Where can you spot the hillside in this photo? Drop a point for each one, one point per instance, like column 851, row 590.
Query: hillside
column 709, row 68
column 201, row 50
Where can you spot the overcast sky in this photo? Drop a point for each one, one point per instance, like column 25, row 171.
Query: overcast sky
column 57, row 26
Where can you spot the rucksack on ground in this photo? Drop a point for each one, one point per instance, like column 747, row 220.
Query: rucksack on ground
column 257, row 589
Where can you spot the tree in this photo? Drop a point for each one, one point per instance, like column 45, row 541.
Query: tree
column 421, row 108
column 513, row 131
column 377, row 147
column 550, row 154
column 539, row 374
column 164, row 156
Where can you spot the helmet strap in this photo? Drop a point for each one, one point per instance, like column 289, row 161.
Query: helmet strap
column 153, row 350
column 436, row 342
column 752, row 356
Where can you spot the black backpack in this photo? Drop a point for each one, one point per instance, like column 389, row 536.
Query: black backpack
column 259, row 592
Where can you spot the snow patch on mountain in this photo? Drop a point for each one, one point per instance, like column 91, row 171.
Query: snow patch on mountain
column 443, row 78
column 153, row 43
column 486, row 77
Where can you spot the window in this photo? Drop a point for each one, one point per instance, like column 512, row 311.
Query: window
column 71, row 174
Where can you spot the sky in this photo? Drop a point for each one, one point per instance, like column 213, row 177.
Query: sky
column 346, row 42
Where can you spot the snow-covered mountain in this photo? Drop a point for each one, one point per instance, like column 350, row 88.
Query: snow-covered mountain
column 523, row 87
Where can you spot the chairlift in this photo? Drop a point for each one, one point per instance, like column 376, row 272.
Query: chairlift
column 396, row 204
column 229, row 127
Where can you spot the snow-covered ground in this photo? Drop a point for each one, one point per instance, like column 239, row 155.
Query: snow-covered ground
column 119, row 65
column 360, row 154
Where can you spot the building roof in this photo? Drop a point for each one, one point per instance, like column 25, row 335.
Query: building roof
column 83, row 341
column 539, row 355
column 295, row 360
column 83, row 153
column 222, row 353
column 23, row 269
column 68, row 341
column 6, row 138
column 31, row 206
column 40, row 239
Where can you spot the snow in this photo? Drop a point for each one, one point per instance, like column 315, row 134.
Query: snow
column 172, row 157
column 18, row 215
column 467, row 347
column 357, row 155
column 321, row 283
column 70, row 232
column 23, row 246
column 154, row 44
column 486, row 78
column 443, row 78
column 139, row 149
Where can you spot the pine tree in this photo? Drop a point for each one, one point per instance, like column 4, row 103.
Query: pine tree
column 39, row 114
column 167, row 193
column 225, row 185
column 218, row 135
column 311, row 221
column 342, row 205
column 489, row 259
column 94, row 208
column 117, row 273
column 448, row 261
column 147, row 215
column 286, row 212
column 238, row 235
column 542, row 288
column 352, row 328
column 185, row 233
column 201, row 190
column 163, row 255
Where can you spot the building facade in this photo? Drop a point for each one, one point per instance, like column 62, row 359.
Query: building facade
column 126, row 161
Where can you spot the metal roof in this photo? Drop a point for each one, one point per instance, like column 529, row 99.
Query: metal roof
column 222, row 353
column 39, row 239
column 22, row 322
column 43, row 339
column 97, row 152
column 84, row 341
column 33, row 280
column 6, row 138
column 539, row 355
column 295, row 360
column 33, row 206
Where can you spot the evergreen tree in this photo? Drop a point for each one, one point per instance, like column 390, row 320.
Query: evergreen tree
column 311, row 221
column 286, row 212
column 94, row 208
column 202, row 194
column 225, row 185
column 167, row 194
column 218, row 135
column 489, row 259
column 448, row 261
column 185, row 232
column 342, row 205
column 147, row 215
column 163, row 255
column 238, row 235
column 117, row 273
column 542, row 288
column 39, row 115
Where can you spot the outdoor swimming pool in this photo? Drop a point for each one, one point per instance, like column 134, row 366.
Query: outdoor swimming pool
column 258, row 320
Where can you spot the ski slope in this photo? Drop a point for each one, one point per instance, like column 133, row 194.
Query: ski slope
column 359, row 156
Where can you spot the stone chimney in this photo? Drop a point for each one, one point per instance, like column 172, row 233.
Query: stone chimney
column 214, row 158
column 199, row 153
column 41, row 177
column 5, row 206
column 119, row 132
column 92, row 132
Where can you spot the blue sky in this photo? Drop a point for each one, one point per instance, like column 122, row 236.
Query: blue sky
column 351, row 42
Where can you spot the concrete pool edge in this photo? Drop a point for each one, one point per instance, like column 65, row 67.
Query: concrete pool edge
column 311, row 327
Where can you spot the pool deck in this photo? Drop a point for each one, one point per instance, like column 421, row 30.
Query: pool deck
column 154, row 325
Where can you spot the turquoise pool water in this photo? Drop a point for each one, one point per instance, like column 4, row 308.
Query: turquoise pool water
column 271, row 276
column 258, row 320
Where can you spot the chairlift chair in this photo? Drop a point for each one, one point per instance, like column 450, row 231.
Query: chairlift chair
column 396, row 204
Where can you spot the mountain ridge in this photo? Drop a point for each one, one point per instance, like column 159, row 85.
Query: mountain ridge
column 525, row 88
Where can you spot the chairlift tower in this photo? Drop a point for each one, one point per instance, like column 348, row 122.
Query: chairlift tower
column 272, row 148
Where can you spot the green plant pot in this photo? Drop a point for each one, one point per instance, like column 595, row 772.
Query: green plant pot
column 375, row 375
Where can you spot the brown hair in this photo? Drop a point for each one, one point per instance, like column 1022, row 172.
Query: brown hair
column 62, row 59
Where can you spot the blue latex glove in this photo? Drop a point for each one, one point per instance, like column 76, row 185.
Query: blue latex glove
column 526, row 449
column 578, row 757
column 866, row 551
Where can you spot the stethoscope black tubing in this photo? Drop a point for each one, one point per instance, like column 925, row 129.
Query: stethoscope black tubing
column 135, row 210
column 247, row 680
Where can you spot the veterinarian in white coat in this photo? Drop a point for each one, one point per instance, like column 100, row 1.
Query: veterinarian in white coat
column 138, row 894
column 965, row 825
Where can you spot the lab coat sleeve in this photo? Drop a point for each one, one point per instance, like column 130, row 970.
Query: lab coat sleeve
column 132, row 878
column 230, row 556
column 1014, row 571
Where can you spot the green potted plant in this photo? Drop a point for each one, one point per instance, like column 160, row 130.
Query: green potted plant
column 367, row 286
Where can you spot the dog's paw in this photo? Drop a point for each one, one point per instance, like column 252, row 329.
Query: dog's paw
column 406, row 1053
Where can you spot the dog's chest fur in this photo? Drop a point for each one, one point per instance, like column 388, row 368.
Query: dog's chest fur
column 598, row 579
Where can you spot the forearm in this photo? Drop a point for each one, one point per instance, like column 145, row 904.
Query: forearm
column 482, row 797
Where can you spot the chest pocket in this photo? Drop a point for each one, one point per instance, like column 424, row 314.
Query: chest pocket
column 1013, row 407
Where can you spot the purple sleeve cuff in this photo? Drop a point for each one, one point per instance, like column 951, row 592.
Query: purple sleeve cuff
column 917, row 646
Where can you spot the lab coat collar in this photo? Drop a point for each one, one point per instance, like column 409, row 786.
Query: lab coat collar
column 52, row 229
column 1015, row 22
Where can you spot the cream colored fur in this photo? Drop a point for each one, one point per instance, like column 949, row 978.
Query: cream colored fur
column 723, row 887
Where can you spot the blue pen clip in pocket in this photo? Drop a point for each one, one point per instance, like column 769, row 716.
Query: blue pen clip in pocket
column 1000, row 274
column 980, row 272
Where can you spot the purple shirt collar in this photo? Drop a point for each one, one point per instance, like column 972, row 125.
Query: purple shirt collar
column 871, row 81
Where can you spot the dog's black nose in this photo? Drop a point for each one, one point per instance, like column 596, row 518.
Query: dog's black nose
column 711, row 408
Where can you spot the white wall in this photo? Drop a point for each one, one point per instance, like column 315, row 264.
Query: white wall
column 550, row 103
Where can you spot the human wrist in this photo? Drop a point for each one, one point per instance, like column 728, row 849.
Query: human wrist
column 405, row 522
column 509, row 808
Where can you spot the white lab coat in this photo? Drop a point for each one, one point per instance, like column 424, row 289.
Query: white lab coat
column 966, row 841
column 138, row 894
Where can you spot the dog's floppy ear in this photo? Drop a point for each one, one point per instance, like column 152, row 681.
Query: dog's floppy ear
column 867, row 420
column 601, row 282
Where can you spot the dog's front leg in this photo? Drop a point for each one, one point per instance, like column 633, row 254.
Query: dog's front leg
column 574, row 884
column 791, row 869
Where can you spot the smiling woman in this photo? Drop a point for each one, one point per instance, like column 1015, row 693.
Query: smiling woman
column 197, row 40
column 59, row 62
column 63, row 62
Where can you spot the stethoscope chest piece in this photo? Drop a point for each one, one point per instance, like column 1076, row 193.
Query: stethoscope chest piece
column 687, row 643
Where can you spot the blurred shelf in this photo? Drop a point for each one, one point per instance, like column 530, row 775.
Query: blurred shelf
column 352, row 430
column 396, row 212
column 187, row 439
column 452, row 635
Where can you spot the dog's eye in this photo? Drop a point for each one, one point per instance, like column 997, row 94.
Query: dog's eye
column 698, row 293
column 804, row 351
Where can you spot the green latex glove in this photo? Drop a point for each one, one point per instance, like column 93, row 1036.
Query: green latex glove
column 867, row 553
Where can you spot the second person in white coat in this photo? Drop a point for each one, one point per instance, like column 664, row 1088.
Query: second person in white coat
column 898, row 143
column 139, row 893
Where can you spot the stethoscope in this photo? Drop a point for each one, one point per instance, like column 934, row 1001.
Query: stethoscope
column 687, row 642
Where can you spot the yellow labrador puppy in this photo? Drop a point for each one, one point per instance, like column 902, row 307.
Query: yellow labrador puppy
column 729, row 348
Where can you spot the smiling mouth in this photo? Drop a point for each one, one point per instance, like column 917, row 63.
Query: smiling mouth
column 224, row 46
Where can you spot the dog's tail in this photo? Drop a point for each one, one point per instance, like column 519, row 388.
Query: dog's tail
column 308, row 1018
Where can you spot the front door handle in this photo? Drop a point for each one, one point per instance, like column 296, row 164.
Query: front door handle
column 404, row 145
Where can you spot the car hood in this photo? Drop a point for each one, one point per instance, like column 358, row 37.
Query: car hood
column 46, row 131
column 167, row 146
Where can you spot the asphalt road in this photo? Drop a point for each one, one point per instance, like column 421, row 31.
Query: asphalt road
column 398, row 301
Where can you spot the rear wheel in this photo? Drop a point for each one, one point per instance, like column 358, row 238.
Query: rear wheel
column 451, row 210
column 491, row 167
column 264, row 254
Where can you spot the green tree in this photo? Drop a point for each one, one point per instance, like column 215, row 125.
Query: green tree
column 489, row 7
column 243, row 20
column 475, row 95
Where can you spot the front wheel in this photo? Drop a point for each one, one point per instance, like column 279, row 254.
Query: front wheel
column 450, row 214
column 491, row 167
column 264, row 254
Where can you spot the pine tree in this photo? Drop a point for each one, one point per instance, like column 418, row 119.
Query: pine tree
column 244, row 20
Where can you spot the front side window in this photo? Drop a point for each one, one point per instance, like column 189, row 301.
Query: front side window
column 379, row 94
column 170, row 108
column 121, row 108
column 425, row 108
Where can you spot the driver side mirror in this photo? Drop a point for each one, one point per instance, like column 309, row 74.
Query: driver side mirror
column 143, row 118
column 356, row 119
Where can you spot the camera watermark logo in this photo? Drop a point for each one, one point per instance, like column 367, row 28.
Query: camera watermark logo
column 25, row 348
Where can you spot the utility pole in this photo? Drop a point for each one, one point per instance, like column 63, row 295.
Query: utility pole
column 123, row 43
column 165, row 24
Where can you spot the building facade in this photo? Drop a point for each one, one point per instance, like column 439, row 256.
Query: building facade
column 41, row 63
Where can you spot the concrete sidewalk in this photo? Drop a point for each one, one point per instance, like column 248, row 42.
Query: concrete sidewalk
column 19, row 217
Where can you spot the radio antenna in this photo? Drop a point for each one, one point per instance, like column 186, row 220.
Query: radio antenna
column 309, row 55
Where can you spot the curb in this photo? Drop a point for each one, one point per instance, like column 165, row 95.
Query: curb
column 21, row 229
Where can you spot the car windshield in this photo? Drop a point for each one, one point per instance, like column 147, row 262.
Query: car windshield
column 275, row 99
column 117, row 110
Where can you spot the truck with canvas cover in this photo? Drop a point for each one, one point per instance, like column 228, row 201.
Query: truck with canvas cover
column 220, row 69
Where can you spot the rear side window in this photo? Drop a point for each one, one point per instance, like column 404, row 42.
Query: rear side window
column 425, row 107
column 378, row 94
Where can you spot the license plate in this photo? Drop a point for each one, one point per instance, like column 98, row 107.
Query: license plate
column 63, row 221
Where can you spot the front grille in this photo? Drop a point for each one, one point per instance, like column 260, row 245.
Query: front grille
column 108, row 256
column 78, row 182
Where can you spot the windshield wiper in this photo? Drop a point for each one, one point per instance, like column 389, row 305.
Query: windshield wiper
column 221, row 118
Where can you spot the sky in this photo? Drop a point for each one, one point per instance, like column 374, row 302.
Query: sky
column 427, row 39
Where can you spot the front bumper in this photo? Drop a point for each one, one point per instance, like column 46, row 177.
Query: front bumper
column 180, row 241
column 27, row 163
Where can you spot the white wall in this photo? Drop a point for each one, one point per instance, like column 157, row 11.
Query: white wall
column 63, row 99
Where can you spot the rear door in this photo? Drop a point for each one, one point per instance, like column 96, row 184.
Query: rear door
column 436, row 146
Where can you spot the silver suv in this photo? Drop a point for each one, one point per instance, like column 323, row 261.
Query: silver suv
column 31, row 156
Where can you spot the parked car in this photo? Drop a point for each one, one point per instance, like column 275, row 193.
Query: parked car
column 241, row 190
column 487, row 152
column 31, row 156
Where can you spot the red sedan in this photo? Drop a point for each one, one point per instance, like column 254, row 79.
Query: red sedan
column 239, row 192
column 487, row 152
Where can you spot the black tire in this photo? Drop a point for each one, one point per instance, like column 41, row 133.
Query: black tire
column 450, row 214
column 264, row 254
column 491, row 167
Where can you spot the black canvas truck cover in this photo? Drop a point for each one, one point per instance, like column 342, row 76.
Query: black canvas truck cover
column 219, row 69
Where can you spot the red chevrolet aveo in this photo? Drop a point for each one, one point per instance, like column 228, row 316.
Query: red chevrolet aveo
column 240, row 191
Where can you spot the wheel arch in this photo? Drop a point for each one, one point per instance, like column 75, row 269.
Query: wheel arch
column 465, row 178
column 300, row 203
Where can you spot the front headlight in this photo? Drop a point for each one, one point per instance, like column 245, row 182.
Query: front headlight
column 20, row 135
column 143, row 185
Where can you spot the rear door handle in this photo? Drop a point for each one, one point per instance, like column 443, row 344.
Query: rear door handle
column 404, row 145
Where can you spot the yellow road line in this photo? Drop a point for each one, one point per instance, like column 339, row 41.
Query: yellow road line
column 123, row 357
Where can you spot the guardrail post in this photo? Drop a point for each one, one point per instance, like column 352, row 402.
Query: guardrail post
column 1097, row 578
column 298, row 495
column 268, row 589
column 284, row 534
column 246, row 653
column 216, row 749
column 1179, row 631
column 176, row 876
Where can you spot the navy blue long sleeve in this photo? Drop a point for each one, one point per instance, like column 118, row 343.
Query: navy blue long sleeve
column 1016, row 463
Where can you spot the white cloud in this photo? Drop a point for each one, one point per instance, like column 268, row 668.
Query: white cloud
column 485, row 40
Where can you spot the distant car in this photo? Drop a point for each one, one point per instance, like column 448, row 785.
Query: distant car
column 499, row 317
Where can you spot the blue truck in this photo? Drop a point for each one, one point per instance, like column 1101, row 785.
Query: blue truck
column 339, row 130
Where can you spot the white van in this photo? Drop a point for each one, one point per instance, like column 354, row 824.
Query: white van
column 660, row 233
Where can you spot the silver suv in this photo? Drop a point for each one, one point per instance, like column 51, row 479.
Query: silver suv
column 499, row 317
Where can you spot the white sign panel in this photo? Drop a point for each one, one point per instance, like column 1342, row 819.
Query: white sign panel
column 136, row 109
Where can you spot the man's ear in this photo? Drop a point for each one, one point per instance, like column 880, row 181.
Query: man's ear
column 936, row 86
•••••
> **Task details**
Please copy the lines from the one containing "Where can you spot the metal" to the one containing "column 33, row 206", both included.

> **Answer to the exercise**
Where can you spot the metal roof in this photo? Drop a point for each one, one point per instance, like column 529, row 99.
Query: metal roof
column 222, row 353
column 39, row 239
column 22, row 322
column 43, row 339
column 97, row 152
column 84, row 341
column 33, row 280
column 6, row 138
column 539, row 355
column 295, row 360
column 33, row 206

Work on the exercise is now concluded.